---------- Excerpted records ----------

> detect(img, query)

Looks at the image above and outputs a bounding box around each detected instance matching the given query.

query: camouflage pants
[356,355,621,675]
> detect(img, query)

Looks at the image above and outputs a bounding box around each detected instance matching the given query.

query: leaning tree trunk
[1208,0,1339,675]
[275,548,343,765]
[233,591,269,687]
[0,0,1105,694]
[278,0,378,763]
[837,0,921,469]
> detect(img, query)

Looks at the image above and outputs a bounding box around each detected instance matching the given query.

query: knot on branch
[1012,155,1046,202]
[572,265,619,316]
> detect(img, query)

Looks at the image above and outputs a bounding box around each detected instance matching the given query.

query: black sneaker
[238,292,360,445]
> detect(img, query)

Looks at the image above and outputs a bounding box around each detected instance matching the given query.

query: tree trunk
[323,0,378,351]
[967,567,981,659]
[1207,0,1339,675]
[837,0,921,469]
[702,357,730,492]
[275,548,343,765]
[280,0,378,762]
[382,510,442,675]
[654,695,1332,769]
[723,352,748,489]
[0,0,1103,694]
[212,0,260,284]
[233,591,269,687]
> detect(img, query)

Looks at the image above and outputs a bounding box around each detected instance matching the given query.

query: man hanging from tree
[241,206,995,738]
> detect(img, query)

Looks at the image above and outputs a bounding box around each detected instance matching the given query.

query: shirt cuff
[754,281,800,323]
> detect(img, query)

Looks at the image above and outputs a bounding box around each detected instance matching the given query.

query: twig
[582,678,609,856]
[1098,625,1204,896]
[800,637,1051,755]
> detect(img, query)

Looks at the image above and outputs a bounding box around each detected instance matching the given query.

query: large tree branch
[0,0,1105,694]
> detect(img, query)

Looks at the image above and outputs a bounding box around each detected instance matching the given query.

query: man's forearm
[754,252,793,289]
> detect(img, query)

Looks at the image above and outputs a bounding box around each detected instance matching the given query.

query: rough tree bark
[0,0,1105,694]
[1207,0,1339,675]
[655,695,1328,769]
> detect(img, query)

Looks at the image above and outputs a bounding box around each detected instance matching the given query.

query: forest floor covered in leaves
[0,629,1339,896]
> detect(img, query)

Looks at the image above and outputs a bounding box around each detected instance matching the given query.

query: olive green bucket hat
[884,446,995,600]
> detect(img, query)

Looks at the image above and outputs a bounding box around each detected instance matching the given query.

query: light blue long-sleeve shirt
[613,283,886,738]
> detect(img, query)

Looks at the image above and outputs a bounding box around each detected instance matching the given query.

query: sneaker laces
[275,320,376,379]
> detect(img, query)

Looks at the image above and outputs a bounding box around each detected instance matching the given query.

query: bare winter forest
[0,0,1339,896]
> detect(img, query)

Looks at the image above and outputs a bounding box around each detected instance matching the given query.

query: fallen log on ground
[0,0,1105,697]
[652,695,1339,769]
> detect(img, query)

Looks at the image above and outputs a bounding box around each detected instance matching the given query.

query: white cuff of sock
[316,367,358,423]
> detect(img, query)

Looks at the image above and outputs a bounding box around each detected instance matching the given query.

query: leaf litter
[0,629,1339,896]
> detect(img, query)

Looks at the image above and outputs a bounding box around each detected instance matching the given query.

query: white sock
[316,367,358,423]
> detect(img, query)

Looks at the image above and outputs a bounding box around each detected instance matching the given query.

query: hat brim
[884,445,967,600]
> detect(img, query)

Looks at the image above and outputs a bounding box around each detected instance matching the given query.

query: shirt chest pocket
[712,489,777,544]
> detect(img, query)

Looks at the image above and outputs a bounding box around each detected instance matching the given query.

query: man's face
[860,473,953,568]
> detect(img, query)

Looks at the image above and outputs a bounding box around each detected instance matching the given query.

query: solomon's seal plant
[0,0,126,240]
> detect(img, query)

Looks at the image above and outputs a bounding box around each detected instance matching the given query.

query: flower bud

----------

List every line of the data above that contains the string "white", copying each line in full. Match case exactly.

▶ _Complete output_
query: white cuff of sock
query: white sock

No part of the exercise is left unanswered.